▸ **The request**
Edit the material below so that every "mask" becomes "region", with all other text left unchanged.

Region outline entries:

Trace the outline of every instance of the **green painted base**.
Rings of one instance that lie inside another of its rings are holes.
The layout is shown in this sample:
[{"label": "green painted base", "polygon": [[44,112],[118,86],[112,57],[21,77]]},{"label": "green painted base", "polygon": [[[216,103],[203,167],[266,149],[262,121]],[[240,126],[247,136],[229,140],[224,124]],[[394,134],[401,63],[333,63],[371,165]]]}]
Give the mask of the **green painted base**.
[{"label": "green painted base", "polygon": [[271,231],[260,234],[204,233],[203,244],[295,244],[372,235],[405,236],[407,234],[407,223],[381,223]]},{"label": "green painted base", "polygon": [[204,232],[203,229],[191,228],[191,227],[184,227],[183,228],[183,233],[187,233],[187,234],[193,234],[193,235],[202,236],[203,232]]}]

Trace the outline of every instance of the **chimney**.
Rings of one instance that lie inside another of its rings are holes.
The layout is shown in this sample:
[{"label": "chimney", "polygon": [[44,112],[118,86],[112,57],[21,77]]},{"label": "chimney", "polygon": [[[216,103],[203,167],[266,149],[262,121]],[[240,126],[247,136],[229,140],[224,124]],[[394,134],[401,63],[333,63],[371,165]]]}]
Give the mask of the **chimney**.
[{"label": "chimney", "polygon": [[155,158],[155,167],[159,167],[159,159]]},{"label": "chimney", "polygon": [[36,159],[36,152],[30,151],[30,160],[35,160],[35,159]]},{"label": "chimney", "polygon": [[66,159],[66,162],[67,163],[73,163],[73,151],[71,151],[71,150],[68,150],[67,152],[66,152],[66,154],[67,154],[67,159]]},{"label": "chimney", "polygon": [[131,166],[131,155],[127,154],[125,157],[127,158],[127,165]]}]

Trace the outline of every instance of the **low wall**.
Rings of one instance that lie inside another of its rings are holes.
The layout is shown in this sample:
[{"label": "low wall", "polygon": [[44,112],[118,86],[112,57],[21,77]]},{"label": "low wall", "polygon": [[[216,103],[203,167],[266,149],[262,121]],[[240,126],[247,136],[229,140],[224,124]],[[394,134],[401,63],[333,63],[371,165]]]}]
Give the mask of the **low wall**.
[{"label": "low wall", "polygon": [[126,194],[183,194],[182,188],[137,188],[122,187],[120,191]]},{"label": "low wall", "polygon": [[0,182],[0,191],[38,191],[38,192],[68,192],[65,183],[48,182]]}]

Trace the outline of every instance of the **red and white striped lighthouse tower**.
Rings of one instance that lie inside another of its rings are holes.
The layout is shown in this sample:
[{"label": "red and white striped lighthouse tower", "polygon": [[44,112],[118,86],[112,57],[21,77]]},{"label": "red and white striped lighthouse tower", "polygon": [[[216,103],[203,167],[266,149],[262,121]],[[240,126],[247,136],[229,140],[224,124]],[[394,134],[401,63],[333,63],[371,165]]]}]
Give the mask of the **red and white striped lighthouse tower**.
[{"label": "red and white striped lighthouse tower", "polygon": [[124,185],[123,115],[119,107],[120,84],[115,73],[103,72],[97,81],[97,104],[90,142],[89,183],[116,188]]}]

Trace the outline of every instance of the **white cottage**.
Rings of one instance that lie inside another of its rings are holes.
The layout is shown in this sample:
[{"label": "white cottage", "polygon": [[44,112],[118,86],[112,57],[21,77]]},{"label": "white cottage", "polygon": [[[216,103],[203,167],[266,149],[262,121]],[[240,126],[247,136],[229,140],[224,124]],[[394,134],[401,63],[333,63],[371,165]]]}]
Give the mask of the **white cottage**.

▸ **Completed exercise**
Trace the outline of every instance of the **green painted base**.
Rings of one instance that lie inside another of its rings are holes.
The layout is shown in this sample:
[{"label": "green painted base", "polygon": [[44,112],[118,86],[112,57],[21,77]]},{"label": "green painted base", "polygon": [[[216,103],[203,167],[266,149],[262,121]],[[240,126],[247,136],[229,140],[224,124]],[[394,134],[401,63],[333,63],[371,165]]]}]
Give the region of the **green painted base**.
[{"label": "green painted base", "polygon": [[271,231],[260,234],[204,233],[203,244],[295,244],[372,235],[405,236],[407,234],[407,223],[381,223]]},{"label": "green painted base", "polygon": [[204,232],[203,229],[191,228],[191,227],[184,227],[183,228],[183,233],[187,233],[187,234],[193,234],[193,235],[202,236],[203,232]]}]

Trace the outline of every instance of the **chimney**.
Rings of one instance that lie inside another of its rings are holes.
The layout is shown in this sample:
[{"label": "chimney", "polygon": [[44,112],[118,86],[112,57],[21,77]]},{"label": "chimney", "polygon": [[[216,103],[203,167],[266,149],[262,121]],[[240,126],[247,136],[229,140],[224,124]],[[394,134],[401,63],[333,63],[371,165]]]}]
Give the region of the **chimney**.
[{"label": "chimney", "polygon": [[155,158],[155,167],[159,167],[159,159]]},{"label": "chimney", "polygon": [[36,159],[36,152],[30,151],[30,160],[35,160],[35,159]]},{"label": "chimney", "polygon": [[66,159],[66,162],[67,163],[73,163],[73,151],[71,151],[71,150],[68,150],[67,152],[66,152],[66,154],[67,154],[67,159]]},{"label": "chimney", "polygon": [[131,166],[131,155],[127,154],[125,157],[127,158],[127,165]]}]

Trace the outline of every instance of the **low wall**.
Rings of one instance that lie inside another of its rings are holes.
The layout is shown in this sample:
[{"label": "low wall", "polygon": [[44,112],[118,86],[112,57],[21,77]]},{"label": "low wall", "polygon": [[[216,103],[203,167],[266,149],[262,121]],[[240,126],[247,136],[229,140],[224,124]],[[394,134],[401,63],[333,63],[371,165]]]}]
Give the region of the **low wall**.
[{"label": "low wall", "polygon": [[126,194],[183,194],[182,188],[137,188],[122,187],[120,191]]},{"label": "low wall", "polygon": [[0,182],[0,191],[38,191],[38,192],[68,192],[65,183],[48,182]]}]

Trace the outline of every instance of the **red and white striped lighthouse tower**.
Rings of one instance that lie inside another of its rings are holes.
The layout is shown in this sample:
[{"label": "red and white striped lighthouse tower", "polygon": [[44,112],[118,86],[112,57],[21,77]]},{"label": "red and white striped lighthouse tower", "polygon": [[[216,103],[203,167],[266,149],[262,121]],[[240,126],[247,136],[229,140],[224,124]],[[394,134],[401,63],[333,63],[371,165]]]}]
Give the region of the **red and white striped lighthouse tower**.
[{"label": "red and white striped lighthouse tower", "polygon": [[124,185],[123,115],[119,107],[120,84],[115,73],[103,72],[97,81],[97,104],[90,142],[89,183],[116,188]]}]

Trace the outline of every instance of the **white cottage**.
Rings of one instance that lie inside another of its rings are holes.
The layout is shown in this sample:
[{"label": "white cottage", "polygon": [[44,112],[118,86],[112,57],[21,77]]},{"label": "white cottage", "polygon": [[[216,103],[203,167],[266,149],[262,121]],[[240,126],[247,136],[229,140],[224,124]],[[394,134],[401,63],[333,63],[371,165]]]}]
Give the region of the **white cottage**.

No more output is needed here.